Fragment dokumentu:
Nowe warianty koronawirusa zagrożą rynkowi pracy?

1 czerwca 2022 minister zdrowia poinformował o 1 potwierdzonym przez Państwowy Zakład Higieny przypadku MPXV, potocznie zwanej małpią ospą. 15 czerwca było już 12 potwierdzonych przypadków w Polsce. Eksperci ze Światowej Organizacji Zdrowia uspokajają, że większość ludzi wraca do zdrowia po małpiej ospie w ciągu kilku tygodni bez leczenia i zapowiada zmianę nazwy.
Powrót koronawirusa a rynek pracy
Jednocześnie w Europie wzrasta zagrożenie subwariantami Omikronu BA.4 i BA.5. Obydwa zostały w marcu umieszczone przez WHO na liście monitorującej, a także uznane przez Europejskie Centrum ds. Zapobiegania i Kontroli Chorób (ECDC) za subwarianty "budzące niepokój".

Dane wejściowe:
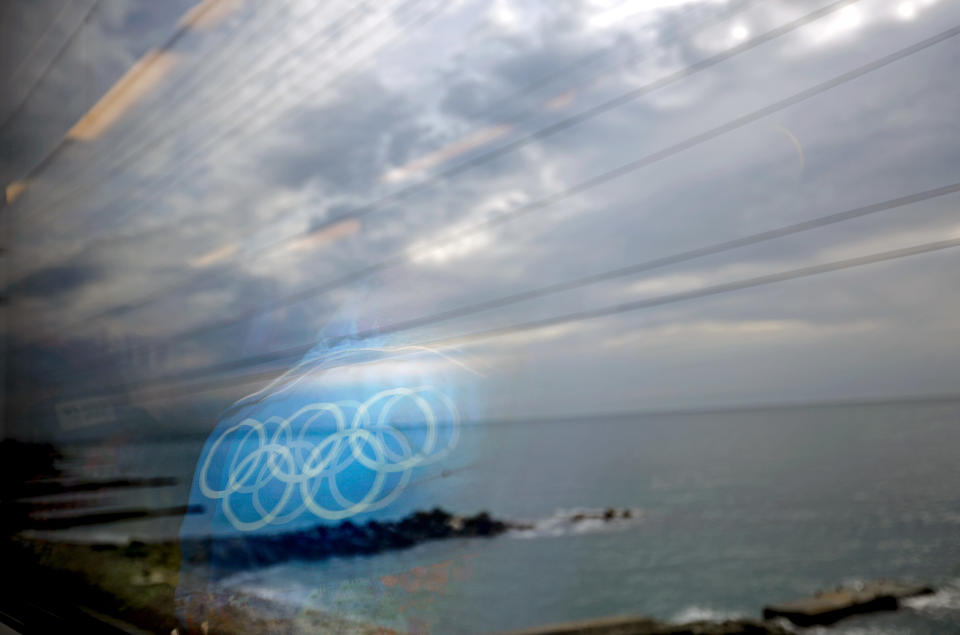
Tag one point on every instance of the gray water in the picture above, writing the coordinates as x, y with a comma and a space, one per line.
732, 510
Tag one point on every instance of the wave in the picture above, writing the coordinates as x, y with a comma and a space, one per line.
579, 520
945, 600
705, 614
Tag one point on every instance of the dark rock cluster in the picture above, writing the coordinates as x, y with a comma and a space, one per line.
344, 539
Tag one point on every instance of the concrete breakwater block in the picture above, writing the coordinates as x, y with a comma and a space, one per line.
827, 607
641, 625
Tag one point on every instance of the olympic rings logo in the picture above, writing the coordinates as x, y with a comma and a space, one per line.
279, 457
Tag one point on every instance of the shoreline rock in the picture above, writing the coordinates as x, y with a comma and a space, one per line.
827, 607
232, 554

Treść poleceń:
A. Ile potwierdzonych przypadków małpiej ospy odnotowano w Polsce 15 czerwca według tekstu o nowych wariantach koronawirusa?
B. Kontynuuj tekst o nowych wariantach koronawirusa, zaczynając od zdania, które następuje po ostatnim zamieszczonym.
Wpisy nie są potrzebne do wykonania żadnego z zadań.

Wyniki ćwiczenia:
A. Było 12 potwierdzonych przypadków.

B.
W USA odpowiadają za ponad 21 proc. nowych przypadków. W Europie rozprzestrzeniają się szybciej, niż inne odmiany koronawirusa. Gdy staną się dominujące, mogą prowadzić do większej liczby hospitalizacji i zgonów z powodu COVID-19 – poinformowało ECDC.
Kiedy w 2020 roku wybuchła pandemia COVID-19, największym szokiem dla migrantów zarobkowych było zamknięcie granic. Setki tysięcy Ukraińców nie mogło przedostać się do Polski albo wrócić do swoich miejsc pracy.
W przypadku wybuchu kolejnej pandemii problemy takie będą mieli nie migranci zarobkowi z Ukrainy, a uchodźcy. Ewentualne nowe ataki Rosji połączone z możliwym reżimem kwarantanny z powodu małpiej ospy, mogą stworzyć trudną sytuację na granicach. Pojawi się również problem komunikacji. Obecnie w Polsce przebywa ok. ponad 2 miliony obywateli Ukrainy, większość z nich nie mówi po polsku.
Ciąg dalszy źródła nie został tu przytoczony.